Your task: Would you restate, exactly as they appear, the lines from the one containing "of the central" through the end of the data below?
☆ ☆ ☆ ☆
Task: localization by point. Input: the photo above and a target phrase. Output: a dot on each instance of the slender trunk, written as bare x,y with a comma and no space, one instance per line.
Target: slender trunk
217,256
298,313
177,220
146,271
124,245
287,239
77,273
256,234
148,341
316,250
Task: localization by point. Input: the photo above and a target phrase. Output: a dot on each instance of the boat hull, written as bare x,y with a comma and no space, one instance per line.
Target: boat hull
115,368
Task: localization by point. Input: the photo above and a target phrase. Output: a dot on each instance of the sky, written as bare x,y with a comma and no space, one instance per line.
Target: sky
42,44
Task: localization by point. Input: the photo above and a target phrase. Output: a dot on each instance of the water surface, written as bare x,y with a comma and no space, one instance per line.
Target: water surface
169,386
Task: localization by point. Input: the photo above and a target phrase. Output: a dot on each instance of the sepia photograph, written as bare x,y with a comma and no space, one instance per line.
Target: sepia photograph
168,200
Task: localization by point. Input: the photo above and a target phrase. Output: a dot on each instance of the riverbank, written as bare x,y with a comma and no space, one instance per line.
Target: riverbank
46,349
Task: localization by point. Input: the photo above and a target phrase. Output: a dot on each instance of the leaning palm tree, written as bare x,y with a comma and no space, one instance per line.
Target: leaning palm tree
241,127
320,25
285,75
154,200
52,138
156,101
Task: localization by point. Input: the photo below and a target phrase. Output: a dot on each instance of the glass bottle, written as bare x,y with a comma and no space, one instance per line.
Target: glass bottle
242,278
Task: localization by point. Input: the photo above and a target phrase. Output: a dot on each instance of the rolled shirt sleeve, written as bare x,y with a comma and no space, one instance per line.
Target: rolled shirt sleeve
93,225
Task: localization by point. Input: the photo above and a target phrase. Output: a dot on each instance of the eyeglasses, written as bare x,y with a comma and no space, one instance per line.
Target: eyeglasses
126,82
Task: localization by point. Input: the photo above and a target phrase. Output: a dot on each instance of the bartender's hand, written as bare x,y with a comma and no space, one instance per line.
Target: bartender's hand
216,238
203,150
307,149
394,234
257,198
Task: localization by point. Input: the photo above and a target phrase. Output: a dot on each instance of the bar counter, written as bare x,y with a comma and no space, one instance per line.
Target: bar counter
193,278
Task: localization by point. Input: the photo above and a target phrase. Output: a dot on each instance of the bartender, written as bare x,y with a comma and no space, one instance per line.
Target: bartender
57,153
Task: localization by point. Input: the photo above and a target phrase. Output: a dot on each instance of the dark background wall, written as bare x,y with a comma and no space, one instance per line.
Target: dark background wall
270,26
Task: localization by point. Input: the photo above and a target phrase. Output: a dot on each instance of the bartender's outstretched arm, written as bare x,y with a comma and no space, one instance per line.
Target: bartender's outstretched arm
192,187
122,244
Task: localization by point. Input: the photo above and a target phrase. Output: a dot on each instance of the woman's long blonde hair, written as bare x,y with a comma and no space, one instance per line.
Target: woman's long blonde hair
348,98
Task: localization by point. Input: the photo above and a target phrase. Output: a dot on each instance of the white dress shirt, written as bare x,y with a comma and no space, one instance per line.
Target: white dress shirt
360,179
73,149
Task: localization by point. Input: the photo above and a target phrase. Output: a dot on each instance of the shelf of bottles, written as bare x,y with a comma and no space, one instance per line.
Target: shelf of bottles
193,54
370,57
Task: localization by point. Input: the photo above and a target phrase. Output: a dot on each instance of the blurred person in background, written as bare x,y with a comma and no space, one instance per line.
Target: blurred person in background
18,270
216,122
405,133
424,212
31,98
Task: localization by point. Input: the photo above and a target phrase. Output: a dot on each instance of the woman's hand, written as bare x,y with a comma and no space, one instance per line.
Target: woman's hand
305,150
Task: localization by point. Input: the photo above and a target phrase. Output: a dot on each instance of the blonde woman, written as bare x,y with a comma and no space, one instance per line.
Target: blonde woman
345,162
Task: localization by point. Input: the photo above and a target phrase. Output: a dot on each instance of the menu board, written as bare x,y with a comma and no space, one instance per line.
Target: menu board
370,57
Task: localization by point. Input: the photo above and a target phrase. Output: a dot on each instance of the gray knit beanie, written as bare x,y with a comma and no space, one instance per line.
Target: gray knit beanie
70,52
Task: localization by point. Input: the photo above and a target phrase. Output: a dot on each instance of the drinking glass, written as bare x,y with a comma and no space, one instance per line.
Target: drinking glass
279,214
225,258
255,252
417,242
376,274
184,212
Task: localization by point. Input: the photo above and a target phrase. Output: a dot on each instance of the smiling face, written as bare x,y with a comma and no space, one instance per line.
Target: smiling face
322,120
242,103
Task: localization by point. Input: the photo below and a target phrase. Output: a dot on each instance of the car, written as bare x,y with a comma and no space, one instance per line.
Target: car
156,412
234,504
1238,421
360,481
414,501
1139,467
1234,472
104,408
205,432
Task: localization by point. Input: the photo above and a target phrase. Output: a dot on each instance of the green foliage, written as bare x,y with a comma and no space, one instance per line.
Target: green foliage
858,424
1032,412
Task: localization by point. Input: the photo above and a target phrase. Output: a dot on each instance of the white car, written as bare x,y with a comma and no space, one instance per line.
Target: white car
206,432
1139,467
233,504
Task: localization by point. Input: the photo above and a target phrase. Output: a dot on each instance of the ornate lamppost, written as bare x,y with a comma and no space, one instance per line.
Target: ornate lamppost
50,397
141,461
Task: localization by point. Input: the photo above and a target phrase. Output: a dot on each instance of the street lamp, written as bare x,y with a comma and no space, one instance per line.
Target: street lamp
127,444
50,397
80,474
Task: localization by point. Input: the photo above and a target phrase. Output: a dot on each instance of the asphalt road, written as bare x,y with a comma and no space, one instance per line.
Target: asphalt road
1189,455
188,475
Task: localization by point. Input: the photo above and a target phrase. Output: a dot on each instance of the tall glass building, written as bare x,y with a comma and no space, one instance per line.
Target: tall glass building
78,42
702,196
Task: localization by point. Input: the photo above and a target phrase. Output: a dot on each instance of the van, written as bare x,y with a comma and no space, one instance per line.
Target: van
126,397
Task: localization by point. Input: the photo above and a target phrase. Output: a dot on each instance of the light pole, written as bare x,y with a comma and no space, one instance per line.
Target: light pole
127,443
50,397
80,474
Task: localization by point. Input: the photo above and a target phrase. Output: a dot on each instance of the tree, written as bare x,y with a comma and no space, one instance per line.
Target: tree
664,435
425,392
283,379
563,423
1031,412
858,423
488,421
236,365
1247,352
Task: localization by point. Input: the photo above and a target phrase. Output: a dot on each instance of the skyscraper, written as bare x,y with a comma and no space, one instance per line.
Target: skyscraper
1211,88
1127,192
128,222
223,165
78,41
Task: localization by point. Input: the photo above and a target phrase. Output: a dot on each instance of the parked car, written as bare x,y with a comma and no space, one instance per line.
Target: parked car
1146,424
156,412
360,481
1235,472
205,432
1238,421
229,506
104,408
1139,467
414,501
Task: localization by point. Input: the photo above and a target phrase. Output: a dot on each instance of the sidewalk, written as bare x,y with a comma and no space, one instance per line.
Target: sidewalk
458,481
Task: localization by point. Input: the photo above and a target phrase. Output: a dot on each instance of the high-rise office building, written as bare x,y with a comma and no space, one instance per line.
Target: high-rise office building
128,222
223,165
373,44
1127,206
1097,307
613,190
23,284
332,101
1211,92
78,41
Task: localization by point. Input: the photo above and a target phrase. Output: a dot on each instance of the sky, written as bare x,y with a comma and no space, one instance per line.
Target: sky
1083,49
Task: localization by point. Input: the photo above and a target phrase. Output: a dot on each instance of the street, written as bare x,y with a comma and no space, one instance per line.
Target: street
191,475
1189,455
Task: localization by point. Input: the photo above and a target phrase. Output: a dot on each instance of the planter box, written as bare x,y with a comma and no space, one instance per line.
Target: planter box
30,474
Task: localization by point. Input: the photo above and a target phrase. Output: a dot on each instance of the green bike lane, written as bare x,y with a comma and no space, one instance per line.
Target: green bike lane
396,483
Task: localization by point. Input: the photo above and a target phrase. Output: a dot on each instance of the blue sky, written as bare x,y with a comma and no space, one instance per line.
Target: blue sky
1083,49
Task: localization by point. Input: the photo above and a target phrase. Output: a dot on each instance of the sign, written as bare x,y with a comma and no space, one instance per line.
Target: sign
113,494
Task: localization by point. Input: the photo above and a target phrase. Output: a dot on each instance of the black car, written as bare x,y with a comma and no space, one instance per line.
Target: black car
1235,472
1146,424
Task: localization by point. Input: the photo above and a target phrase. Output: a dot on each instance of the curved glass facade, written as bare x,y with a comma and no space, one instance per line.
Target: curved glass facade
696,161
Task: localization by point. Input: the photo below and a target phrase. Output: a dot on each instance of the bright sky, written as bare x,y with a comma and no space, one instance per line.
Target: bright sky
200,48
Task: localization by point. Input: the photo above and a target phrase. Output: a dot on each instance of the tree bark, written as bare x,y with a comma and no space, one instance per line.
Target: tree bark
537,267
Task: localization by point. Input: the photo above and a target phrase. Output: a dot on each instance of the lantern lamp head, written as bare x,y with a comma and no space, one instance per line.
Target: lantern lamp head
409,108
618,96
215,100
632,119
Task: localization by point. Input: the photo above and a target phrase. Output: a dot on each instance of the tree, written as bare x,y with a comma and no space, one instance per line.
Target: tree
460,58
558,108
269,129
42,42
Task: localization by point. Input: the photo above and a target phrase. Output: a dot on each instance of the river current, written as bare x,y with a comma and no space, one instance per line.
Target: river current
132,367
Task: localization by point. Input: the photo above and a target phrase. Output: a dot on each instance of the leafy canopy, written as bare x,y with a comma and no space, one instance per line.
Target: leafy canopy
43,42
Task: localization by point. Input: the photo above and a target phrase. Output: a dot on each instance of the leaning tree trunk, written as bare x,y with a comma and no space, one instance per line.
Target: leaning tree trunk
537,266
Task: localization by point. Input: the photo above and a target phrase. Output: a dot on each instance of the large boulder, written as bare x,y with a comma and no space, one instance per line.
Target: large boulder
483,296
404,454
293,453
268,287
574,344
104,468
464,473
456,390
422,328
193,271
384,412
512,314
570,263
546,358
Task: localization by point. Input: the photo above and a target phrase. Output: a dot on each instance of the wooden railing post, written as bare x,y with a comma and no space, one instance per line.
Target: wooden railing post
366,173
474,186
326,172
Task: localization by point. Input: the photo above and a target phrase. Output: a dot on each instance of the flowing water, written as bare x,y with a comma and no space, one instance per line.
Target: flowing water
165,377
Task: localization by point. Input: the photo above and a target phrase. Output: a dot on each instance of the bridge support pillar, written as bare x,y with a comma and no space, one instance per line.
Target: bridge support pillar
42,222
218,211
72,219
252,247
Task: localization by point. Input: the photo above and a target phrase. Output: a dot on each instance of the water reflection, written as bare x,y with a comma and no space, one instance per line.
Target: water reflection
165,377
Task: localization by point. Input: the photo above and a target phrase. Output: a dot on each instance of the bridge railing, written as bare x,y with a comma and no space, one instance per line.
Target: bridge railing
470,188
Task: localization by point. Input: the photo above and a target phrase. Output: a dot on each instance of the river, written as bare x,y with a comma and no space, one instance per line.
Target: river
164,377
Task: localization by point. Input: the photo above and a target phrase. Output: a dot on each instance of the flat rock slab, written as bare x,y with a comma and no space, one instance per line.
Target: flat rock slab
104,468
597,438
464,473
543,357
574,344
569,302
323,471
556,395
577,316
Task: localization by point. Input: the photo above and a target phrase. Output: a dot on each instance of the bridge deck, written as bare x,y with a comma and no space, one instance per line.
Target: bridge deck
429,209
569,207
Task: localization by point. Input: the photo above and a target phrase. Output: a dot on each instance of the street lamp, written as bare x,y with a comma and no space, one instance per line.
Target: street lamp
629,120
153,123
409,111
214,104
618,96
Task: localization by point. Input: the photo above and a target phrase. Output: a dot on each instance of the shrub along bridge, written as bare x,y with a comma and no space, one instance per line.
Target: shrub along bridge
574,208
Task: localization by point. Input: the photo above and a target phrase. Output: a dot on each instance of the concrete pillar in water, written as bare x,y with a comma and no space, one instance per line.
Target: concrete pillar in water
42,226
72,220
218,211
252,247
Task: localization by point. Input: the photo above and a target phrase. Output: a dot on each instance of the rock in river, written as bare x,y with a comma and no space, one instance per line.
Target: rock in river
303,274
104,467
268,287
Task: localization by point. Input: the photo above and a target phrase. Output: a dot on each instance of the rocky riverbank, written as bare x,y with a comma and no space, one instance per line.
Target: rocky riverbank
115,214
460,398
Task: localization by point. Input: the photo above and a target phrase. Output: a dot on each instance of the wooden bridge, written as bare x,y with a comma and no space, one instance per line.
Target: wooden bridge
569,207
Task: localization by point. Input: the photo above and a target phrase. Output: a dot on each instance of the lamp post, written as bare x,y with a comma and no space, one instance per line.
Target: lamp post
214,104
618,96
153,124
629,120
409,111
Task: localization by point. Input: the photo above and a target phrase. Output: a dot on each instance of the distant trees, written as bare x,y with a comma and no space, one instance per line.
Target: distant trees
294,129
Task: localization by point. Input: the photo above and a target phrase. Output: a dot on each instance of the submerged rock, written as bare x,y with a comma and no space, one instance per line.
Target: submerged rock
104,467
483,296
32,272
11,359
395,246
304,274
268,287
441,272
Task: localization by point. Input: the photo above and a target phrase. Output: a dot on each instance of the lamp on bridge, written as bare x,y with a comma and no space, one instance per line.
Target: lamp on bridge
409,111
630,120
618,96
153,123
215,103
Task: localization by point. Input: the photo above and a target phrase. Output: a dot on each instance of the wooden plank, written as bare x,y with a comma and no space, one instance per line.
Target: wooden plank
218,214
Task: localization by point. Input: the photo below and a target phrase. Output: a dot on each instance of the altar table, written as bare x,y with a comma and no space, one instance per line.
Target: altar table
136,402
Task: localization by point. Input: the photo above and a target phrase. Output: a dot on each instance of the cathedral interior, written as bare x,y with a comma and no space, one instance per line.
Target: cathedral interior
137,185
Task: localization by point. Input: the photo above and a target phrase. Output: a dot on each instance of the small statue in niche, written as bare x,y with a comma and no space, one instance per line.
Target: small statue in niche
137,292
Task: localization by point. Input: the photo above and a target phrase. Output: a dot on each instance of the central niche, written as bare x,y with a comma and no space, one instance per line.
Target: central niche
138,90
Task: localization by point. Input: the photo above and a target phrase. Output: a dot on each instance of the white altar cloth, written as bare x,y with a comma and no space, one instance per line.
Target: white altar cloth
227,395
☆ ☆ ☆ ☆
Reply:
Task: localization by point. Input: the photo above and a target phrase. Output: a dot on each instance of the central niche, written as bare x,y with a comma and no space, one instance per line.
Target: central niche
138,90
Task: localization by point. Input: the photo above and a target phrase. Output: a dot on each instance of the white altar cloth, written as bare x,y with a comma and no space, one instance per line.
Target: white altar cloth
227,395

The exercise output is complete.